State how many lines of the listing below contain the word "black", matching case exactly. Reply with the number only.

● ● ● ● ● ● ●

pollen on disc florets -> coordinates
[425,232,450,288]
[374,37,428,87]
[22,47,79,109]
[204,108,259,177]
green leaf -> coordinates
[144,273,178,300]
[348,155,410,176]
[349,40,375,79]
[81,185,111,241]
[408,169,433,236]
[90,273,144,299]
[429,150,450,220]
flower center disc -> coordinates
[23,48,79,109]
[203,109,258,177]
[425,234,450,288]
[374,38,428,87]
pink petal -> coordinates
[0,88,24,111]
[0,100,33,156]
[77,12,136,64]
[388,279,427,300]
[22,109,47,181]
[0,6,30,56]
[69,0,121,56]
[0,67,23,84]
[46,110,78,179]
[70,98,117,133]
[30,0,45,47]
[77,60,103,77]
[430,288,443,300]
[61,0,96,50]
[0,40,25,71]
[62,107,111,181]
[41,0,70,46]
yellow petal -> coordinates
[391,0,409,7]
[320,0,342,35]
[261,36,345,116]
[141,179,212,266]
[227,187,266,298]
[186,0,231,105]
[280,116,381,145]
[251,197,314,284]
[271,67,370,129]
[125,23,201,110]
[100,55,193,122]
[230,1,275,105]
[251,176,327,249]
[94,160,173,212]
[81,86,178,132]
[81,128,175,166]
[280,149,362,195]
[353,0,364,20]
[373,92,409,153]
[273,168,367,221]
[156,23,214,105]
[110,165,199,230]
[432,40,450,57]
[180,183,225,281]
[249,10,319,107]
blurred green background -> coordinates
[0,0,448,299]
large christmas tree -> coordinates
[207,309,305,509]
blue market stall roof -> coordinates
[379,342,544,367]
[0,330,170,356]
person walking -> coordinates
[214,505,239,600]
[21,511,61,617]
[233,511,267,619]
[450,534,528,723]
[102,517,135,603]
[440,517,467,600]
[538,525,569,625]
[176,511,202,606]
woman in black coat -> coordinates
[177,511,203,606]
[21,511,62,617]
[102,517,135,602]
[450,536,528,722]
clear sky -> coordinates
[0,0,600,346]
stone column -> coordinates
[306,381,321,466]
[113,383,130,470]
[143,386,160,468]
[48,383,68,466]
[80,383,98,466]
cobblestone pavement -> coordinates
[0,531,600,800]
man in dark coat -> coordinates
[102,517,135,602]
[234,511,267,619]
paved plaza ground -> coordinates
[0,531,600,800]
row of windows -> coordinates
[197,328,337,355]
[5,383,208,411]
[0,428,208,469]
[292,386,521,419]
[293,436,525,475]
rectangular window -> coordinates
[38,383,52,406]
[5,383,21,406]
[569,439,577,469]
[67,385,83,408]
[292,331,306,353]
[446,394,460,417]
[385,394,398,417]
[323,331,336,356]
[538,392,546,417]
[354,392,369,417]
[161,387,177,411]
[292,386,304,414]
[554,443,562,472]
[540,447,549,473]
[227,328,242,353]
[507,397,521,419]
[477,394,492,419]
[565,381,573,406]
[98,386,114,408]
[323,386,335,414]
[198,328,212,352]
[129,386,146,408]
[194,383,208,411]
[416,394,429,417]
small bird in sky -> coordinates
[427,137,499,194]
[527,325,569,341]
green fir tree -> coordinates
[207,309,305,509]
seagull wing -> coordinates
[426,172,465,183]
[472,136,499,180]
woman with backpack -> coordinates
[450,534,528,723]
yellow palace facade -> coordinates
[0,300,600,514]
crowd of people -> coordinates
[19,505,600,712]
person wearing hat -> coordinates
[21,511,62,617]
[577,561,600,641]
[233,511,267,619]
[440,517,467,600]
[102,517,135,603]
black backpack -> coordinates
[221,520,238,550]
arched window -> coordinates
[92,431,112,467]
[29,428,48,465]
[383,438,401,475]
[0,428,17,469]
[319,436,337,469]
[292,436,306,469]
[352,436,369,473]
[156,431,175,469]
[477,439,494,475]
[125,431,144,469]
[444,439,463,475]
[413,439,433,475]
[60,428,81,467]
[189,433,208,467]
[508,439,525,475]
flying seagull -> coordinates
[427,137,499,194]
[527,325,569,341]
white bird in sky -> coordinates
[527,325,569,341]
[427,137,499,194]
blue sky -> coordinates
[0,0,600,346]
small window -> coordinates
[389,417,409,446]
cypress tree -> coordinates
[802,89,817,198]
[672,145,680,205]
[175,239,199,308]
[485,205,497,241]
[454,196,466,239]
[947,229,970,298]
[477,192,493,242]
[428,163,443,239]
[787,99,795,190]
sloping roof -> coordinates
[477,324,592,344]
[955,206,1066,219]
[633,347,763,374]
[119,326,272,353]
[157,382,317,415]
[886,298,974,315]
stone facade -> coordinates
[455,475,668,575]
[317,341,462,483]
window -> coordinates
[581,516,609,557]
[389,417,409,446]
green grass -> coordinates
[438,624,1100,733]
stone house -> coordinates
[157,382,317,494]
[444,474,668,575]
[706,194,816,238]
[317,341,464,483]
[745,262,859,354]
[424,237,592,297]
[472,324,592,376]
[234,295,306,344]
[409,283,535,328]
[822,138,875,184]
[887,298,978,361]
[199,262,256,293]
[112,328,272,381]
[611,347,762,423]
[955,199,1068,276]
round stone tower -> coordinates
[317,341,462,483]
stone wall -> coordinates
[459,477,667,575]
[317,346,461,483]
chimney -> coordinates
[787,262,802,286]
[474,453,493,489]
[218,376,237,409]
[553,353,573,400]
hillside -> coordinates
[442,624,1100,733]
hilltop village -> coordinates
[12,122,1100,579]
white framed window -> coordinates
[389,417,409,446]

● ● ● ● ● ● ●

▶ [Written answer]: 2